Problem requirements
Count the lines in the data below that contain the string "chrome", and reply with that number alone.

Records for the exercise
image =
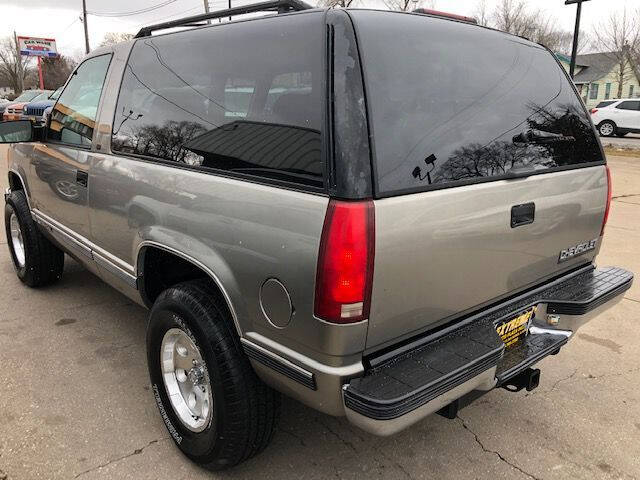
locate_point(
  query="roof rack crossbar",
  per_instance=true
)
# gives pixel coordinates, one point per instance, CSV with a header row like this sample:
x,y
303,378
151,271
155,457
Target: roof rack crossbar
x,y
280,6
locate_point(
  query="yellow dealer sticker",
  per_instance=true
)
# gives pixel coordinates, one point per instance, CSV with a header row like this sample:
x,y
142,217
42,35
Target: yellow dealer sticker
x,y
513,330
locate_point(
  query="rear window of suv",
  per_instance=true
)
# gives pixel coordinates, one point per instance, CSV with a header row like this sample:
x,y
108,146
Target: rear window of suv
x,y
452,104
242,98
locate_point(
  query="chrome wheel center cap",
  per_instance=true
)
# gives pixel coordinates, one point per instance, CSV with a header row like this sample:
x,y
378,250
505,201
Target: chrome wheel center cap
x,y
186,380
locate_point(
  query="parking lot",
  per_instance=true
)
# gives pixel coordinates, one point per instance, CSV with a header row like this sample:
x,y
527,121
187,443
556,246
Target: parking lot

Exercise answer
2